begin Passage provided

23.          In its decision refusing permission to appeal the FTT explained that when preparing for the hearing it had already identified the absence of any charging provision in the lease before it received Mr Blakeney’s skeleton argument and that if the leaseholders had not taken the point it would have done so itself.  Mr Dovar referred to the well-known decisions of this Tribunal in Regent Management Limited v Jones [2012] UKUT 369 (LC) and Birmingham City Council v Keddie [2012] UKUT 323 (LC), and submitted that the FTT could not fairly have raised the new point on the morning of the hearing without giving the appellant the time and opportunity to consider it and deal with it properly.

24.          On this last point I agree with Mr Dovar’s submission.  If it would be unfair to permit a new point to be raised at a very late stage by one of the parties, it cannot be fair for the same point to be raised by the tribunal.  The FTT is entitled to raise new points of law which arise out of the uncontested facts or the evidence which the parties have put before it, but it need not, and should think very carefully about the consequences for the course of the hearing before doing so.  It is vitally important that any court or tribunal should preserve the reality and appearance of its own independence.  Taking a new point which favours one side over the other puts that appearance of independence at risk.  As well as the new point itself requiring consideration it may also open up unanticipated factual or legal issues which the parties may need to consider and investigate.

25.          I also agree with Mr Dovar that the risk of additional expense and delay which might be caused by an adjournment would have been a strong reason for the FTT to refuse to permit the new point to be taken at all.  The fact that the leaseholders had been unrepresented until the last minute was not a consideration of much weight in favour of allowing the new point to be argued, but it provided a good reason why it had not been raised earlier and was therefore a relevant consideration.   

26.          I do not accept Mr Dovar’s submission that the FTT acted in contravention of its own rules by failing to adjourn to enable argument on the new point at a future hearing.  The FTT’s rules provide for a hearing to take place unless both parties consent (or may be taken to have consented) to the proceedings being determined without one.  A decision made without a hearing where one party has requested one is liable to be set aside, as recently happened in Tallington Lakes Ltd v South Kesteven DC [2022] UKUT 334 (LC).  But in this case the FTT did hold a hearing and gave more than 14 days’ notice before doing so.  At that hearing the appellant’s counsel was able to make submissions on the new point.  Rule 31 requires that the FTT “must hold a hearing before making a decision which disposes of proceedings”. It would require a restrictive interpretation of that rule to read it as requiring that each and every point be determined exclusively on the basis of submissions presented at a hearing.  The FTT was right to make the overriding objective in rule 3 its primary guide and was entitled to prioritise flexibility in the proceedings and the avoidance of delay over a more exhaustive approach, provided, that is, that it was satisfied that it could do so without unfairness and with proper consideration of the issues.

27.          Once the issue of the leaseholders’ liability to contribute towards the cost of insurance had been identified, it would have left the parties in a considerable state of uncertainty had it been left unresolved.  Although the FTT’s decision to allow an entirely new point to be argued for the first time on the morning of the hearing was a robust one, in circumstances where both parties were represented and the point in issue was one of construction and of such importance to the parties’ continuing rights, I do not think it can fairly be said to have fallen outside the range of decisions open to a tribunal faced with such an application.

end Passage provided
begin Provided information

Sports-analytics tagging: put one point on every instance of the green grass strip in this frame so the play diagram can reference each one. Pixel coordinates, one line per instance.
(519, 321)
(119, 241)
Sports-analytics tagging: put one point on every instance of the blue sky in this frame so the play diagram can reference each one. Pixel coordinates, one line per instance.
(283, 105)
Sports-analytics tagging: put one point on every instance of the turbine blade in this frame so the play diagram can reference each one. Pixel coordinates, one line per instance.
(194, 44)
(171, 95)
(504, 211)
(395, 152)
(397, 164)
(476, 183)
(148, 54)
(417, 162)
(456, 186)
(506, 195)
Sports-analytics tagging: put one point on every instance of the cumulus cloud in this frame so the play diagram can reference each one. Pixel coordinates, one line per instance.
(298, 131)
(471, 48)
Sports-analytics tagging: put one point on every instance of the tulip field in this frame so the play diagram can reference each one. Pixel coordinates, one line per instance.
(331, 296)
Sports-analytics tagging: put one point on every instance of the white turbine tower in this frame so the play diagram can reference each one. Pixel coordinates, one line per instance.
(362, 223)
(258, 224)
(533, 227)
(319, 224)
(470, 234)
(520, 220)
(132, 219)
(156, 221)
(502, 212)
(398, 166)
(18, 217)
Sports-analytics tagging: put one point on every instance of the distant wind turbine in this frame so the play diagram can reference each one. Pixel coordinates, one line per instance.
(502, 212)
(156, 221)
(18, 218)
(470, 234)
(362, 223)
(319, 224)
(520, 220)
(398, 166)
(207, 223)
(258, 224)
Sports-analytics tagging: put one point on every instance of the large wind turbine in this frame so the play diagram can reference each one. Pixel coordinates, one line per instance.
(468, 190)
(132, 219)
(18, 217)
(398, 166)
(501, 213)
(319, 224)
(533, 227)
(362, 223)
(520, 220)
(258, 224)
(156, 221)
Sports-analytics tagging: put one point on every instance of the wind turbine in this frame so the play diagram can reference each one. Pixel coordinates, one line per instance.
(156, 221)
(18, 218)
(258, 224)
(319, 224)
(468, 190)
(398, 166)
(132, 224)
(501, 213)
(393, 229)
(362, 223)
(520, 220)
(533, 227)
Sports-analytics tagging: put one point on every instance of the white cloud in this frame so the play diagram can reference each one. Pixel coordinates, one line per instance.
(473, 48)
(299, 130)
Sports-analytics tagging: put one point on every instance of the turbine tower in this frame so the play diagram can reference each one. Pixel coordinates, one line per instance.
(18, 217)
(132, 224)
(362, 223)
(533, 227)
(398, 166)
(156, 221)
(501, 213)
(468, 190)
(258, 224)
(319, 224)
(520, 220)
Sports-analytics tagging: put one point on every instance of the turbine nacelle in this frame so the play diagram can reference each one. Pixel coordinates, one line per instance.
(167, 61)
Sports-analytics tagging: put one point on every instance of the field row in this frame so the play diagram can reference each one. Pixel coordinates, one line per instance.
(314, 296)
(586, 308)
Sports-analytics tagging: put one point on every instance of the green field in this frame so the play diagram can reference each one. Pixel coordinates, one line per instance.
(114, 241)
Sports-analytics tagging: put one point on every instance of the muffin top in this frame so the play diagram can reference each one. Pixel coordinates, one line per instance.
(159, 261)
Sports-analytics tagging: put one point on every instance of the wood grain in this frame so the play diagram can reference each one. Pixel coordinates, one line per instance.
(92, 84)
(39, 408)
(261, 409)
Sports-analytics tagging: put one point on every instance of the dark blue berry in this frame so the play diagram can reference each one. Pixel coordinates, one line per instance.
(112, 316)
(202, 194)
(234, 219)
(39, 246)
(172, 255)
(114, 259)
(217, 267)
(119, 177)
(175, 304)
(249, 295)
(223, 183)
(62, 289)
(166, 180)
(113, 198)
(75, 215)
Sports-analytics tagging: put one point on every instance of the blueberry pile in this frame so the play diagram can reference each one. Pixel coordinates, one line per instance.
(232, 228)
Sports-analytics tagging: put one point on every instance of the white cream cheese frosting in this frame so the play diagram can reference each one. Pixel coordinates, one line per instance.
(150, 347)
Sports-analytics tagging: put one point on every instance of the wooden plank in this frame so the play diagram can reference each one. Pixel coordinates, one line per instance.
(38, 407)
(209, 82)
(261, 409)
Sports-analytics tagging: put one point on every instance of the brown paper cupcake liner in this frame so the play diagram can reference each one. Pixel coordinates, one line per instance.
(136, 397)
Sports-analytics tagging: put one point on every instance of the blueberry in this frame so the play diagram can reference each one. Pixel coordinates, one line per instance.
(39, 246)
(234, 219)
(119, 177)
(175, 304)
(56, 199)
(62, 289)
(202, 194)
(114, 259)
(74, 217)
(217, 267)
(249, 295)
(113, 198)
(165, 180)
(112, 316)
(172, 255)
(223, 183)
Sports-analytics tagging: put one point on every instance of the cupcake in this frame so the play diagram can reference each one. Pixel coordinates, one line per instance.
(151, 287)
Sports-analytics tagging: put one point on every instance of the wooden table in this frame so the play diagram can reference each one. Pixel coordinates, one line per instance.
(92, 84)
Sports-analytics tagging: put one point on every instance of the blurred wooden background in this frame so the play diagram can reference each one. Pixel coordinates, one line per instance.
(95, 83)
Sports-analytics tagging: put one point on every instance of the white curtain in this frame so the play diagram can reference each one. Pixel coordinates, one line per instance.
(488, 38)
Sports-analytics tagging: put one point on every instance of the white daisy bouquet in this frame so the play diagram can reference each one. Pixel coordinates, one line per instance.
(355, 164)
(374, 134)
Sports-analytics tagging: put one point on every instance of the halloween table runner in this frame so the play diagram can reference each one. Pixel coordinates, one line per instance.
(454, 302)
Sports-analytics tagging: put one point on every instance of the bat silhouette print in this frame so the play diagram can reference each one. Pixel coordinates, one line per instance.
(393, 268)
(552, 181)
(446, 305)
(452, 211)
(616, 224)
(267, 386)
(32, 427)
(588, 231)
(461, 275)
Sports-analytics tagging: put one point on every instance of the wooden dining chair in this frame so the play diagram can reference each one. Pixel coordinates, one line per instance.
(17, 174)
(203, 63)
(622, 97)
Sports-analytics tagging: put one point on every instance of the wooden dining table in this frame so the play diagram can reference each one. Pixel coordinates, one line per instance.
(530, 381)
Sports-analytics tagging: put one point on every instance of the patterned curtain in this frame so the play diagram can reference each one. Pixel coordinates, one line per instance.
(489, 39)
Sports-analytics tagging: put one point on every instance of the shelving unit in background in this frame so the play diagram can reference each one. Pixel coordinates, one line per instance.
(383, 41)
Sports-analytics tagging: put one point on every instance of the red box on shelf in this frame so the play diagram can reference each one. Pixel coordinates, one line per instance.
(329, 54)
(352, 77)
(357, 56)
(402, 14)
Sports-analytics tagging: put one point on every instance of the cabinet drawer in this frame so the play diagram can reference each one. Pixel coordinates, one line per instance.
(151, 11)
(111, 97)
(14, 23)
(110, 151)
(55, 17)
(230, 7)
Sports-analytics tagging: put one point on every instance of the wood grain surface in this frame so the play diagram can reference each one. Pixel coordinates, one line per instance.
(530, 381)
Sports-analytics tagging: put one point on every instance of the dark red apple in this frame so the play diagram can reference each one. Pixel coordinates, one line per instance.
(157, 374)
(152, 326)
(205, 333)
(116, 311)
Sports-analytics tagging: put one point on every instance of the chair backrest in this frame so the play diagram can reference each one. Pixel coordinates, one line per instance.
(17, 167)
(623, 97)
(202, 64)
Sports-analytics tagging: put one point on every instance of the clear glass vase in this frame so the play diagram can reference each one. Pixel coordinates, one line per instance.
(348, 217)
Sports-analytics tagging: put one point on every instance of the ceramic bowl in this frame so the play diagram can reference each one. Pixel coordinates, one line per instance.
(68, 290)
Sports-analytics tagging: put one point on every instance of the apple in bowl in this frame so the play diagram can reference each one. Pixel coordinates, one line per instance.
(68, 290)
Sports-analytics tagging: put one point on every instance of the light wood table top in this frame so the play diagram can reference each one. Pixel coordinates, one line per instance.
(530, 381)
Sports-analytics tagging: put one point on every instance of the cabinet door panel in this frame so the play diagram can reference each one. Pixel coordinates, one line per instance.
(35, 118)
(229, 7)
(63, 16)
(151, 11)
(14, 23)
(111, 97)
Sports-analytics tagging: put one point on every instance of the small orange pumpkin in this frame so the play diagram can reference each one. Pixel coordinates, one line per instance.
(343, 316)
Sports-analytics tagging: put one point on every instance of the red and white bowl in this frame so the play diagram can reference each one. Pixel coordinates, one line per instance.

end Provided information

§ Problem to work on:
Please list every court or tribunal case cited by name in the appeal decision excerpt above, with its citation.

§ The solution:
- Regent Management Limited v Jones [2012] UKUT 369 (LC)
- Birmingham City Council v Keddie [2012] UKUT 323 (LC)
- Tallington Lakes Ltd v South Kesteven DC [2022] UKUT 334 (LC)